= Beginning of Section =

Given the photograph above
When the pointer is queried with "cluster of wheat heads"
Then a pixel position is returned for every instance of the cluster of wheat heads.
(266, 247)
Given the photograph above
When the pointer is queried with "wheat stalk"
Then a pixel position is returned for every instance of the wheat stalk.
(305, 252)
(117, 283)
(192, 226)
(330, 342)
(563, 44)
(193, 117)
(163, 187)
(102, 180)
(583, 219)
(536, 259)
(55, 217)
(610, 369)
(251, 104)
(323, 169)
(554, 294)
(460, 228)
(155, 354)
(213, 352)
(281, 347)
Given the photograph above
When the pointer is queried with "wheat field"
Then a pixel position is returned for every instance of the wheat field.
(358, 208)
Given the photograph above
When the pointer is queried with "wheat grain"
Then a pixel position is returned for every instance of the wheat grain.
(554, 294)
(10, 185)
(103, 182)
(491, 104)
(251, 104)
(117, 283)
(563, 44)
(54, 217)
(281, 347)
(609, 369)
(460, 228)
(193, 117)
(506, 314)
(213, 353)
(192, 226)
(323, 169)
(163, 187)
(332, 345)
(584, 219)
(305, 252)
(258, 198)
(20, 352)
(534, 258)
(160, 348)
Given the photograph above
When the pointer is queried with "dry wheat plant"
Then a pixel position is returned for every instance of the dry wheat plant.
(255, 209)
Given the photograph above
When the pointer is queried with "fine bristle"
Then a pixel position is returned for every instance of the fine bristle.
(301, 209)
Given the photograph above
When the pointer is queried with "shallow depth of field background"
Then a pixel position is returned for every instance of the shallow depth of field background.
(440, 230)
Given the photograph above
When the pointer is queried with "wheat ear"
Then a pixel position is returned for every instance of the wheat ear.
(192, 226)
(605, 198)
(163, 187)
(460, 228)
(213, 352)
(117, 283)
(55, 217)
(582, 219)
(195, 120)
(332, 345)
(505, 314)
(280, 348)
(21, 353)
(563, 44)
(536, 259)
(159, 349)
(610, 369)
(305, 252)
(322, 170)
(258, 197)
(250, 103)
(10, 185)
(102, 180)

= End of Section =

BRIEF
The reply must present every entry, transcribed with its exact wording.

YOUR RESPONSE
Given the photograph above
When the pointer is queried with "cluster of wheat heads"
Then a pixel position is returned for every instance of the cluster of wheat heads.
(266, 247)
Given the photograph above
When the pointer is queried with "wheat stalk"
Then a pixel position is returned for every instance of the wheat stalk.
(305, 252)
(117, 283)
(192, 226)
(330, 342)
(563, 44)
(193, 117)
(163, 187)
(102, 180)
(583, 219)
(536, 259)
(55, 217)
(610, 369)
(251, 104)
(323, 169)
(554, 294)
(460, 228)
(155, 354)
(213, 352)
(281, 347)
Given the photograph above
When the pointer is queried with "wheat field"
Then a pixel position is returned for every instance of the wheat field.
(358, 208)
Given the photograph above
When the pointer is queried with "wheat grain"
Then a pixel position is returned for every instance of the wheat grain.
(554, 294)
(10, 185)
(103, 182)
(491, 104)
(251, 104)
(117, 283)
(563, 44)
(54, 217)
(281, 347)
(609, 369)
(460, 228)
(193, 117)
(506, 314)
(213, 353)
(192, 226)
(323, 169)
(163, 187)
(332, 345)
(584, 219)
(305, 252)
(258, 198)
(20, 352)
(534, 258)
(160, 348)
Given the photograph above
When the pointer is queried with "dry wheat plant"
Then a pixel position is returned for every instance of the dry wheat plant.
(255, 209)
Given the photograph above
When the pointer is queried with "fine bristle"
Then a pixel position is returned for every instance of the fine bristle.
(301, 209)
Given the photograph above
When the pointer is queried with "shallow depth of field background"
Then a pixel position is returned for every instance of the shallow depth of field background.
(440, 230)
Given the photograph above
When the pointer is queried with "wheat ear"
Then a pixel position is returned for every instance of the wheat ear.
(192, 226)
(605, 198)
(163, 187)
(460, 228)
(213, 352)
(117, 283)
(55, 217)
(582, 219)
(195, 120)
(332, 345)
(505, 314)
(280, 348)
(21, 353)
(563, 44)
(536, 259)
(159, 349)
(610, 369)
(305, 252)
(322, 170)
(258, 197)
(250, 103)
(10, 185)
(102, 180)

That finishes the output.